WORKING DATA —
⟨
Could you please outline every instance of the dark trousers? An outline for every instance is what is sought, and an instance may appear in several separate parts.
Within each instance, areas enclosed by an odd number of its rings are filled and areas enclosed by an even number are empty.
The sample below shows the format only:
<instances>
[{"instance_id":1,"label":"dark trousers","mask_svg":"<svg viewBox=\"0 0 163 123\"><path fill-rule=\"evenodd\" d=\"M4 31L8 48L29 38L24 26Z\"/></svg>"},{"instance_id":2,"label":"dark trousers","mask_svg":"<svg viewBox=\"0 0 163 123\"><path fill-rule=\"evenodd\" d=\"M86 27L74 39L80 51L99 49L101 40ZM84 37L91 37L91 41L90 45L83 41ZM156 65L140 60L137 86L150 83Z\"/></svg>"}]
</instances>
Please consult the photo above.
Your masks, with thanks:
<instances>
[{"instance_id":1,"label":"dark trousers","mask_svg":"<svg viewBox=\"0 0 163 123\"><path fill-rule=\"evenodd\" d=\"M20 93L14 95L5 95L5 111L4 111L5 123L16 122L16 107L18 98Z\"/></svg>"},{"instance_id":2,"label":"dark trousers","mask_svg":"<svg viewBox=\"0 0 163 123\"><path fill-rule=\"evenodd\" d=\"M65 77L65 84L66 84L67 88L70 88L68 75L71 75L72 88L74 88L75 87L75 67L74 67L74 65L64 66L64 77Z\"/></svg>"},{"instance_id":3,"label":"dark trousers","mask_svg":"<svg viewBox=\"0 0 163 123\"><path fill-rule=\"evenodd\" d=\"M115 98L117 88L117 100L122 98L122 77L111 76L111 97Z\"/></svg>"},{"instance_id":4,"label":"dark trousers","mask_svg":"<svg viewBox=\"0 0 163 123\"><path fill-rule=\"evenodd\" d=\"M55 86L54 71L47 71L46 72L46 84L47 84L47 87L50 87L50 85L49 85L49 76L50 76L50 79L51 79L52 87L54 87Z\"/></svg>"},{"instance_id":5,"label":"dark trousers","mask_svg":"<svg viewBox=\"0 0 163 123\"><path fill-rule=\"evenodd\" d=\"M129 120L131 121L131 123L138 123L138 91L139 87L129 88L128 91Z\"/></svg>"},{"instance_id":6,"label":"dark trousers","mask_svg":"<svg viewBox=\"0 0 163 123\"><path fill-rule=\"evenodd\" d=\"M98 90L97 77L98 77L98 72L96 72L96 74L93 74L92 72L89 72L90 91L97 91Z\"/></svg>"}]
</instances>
⟩
WRITTEN PROBLEM —
Reproduce the listing above line for line, with no changes.

SOLUTION TO THIS EXERCISE —
Could you please outline every instance of the dark trousers? An outline for every instance is what is sought, and an instance may appear in several separate parts.
Within each instance, areas enclosed by an odd number of its rings are filled and areas enclosed by an even number are empty.
The sample below shows the format only:
<instances>
[{"instance_id":1,"label":"dark trousers","mask_svg":"<svg viewBox=\"0 0 163 123\"><path fill-rule=\"evenodd\" d=\"M4 31L8 48L29 38L24 26Z\"/></svg>"},{"instance_id":2,"label":"dark trousers","mask_svg":"<svg viewBox=\"0 0 163 123\"><path fill-rule=\"evenodd\" d=\"M86 27L74 39L80 51L99 49L101 40ZM84 37L91 37L91 41L90 45L83 41ZM156 65L140 60L137 86L150 83Z\"/></svg>"}]
</instances>
Please consult the photo above.
Your masks, with thanks:
<instances>
[{"instance_id":1,"label":"dark trousers","mask_svg":"<svg viewBox=\"0 0 163 123\"><path fill-rule=\"evenodd\" d=\"M20 93L14 95L5 95L5 111L4 111L5 123L16 122L16 107L18 98Z\"/></svg>"},{"instance_id":2,"label":"dark trousers","mask_svg":"<svg viewBox=\"0 0 163 123\"><path fill-rule=\"evenodd\" d=\"M65 77L65 84L66 84L67 88L70 88L68 75L71 75L72 88L74 88L75 87L75 67L74 67L74 65L64 66L64 77Z\"/></svg>"},{"instance_id":3,"label":"dark trousers","mask_svg":"<svg viewBox=\"0 0 163 123\"><path fill-rule=\"evenodd\" d=\"M115 98L117 88L117 100L122 98L122 77L111 76L111 97Z\"/></svg>"},{"instance_id":4,"label":"dark trousers","mask_svg":"<svg viewBox=\"0 0 163 123\"><path fill-rule=\"evenodd\" d=\"M55 86L54 71L47 71L46 72L46 84L47 84L47 87L50 87L50 85L49 85L49 76L50 76L50 79L51 79L52 87L54 87Z\"/></svg>"},{"instance_id":5,"label":"dark trousers","mask_svg":"<svg viewBox=\"0 0 163 123\"><path fill-rule=\"evenodd\" d=\"M129 120L131 121L131 123L138 123L138 91L139 87L129 88L128 91Z\"/></svg>"},{"instance_id":6,"label":"dark trousers","mask_svg":"<svg viewBox=\"0 0 163 123\"><path fill-rule=\"evenodd\" d=\"M98 90L97 77L98 77L98 72L96 72L96 74L93 74L92 72L89 72L90 91L97 91Z\"/></svg>"}]
</instances>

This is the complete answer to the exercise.